Jobs.
a) From the text on magical orders, return the passage from "Fraternitas Saturni ('Brotherhood" up to and including "Traditionalism and Magic.", copied word for word.
b) Answer these questions from the text on magical orders:
(i) Who founded Ordo Templi Orientis, and in what year?
(ii) What was the faction led by Robert Felkin called?
(iii) In what year did Dion Fortune's group become known as the Fraternity of the Inner Light?

Ordo Templi Orientis (O.T.O.) was founded by Carl Kellner in 1895, and is said to have been "reorganized and reconstituted" from the Hermetic Brotherhood of Light.

==20th century==
Alpha et Omega was a continuation of the Hermetic Order of the Golden Dawn. Following a rebellion of adepts in London and an ensuing public scandal which brought the name of the Order into disrepute, Mathers renamed the branch of the Golden Dawn remaining loyal to his leadership to "Alpha et Omega" sometime between 1903 and 1913. Another faction, led by Robert Felkin, became the Stella Matutina.

A∴A∴ was created in 1907 by Aleister Crowley and George Cecil Jones. It teaches magick and Thelema, which is a religion shared by several occult organizations. The main text of Thelema is The Book of the Law.

Ordo Templi Orientis was reworked by Aleister Crowley after he took control of the Order in the early 1920s. Ecclesia Gnostica Catholica functions as the ecclesiastical arm of Ordo Templi Orientis.

Builders of the Adytum (or B.O.T.A.) was created in 1922 by Paul Foster Case and was extended by Dr. Ann Davies. It teaches Hermetic Qabalah, astrology and occult tarot.

Also in 1922, after a falling-out with Moina Mathers and with Moina's consent, Dion Fortune left the Alpha et Omega to form an offshoot organization. This indirectly brought new members to the Alpha et Omega. In 1924, Fortune's group became known as the Fraternity of the Inner Light.

Fraternitas Saturni ('Brotherhood of Saturn') is a German magical order, founded in 1926 by Eugen Grosche (also known as Gregor A. Gregorius) and four others. It is one of the oldest continuously running magical groups in Germany. The lodge is, as Gregorius states, "concerned with the study of esotericism, mysticism, and magic in the cosmic sense".

The UR Group was an Italian esotericist association, founded around 1927 by intellectuals including Julius Evola, Arturo Reghini and Giovanni Colazza for the study of Traditionalism and Magic.

Material supplied.

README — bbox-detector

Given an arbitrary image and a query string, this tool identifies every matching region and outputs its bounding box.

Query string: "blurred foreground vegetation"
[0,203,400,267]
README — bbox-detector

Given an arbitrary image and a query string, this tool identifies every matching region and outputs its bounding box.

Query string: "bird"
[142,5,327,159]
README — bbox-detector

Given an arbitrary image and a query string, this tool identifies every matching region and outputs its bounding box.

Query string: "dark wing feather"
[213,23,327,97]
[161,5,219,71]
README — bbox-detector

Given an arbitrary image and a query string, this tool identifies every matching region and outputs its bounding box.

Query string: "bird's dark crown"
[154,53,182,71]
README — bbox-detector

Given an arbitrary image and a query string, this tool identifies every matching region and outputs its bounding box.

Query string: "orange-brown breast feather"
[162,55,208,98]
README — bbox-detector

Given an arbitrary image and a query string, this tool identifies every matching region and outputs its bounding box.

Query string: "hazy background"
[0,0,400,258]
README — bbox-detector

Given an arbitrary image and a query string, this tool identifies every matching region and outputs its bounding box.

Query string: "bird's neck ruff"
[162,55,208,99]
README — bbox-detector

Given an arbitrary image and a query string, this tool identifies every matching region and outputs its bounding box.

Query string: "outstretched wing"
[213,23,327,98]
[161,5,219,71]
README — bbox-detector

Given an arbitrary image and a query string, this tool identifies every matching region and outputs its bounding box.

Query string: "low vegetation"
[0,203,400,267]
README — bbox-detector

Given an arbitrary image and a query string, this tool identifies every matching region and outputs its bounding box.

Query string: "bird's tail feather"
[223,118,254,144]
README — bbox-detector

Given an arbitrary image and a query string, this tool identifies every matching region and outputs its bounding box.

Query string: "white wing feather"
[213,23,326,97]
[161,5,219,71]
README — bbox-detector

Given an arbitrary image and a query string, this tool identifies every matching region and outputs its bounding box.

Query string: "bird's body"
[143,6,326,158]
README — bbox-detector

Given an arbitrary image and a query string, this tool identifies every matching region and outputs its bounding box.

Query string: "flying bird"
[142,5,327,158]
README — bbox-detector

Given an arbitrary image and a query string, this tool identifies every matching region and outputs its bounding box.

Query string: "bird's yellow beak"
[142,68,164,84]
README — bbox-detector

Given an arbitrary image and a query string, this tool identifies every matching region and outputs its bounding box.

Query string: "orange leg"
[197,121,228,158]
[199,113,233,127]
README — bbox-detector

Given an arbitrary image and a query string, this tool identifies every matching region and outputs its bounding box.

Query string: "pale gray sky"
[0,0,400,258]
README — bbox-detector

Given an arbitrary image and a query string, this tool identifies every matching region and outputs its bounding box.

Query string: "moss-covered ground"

Expected responses.
a)
Fraternitas Saturni ('Brotherhood of Saturn') is a German magical order, founded in 1926 by Eugen Grosche (also known as Gregor A. Gregorius) and four others. It is one of the oldest continuously running magical groups in Germany. The lodge is, as Gregorius states, "concerned with the study of esotericism, mysticism, and magic in the cosmic sense".

The UR Group was an Italian esotericist association, founded around 1927 by intellectuals including Julius Evola, Arturo Reghini and Giovanni Colazza for the study of Traditionalism and Magic.

b)
(i) Carl Kellner, in 1895.
(ii) The Stella Matutina.
(iii) 1924.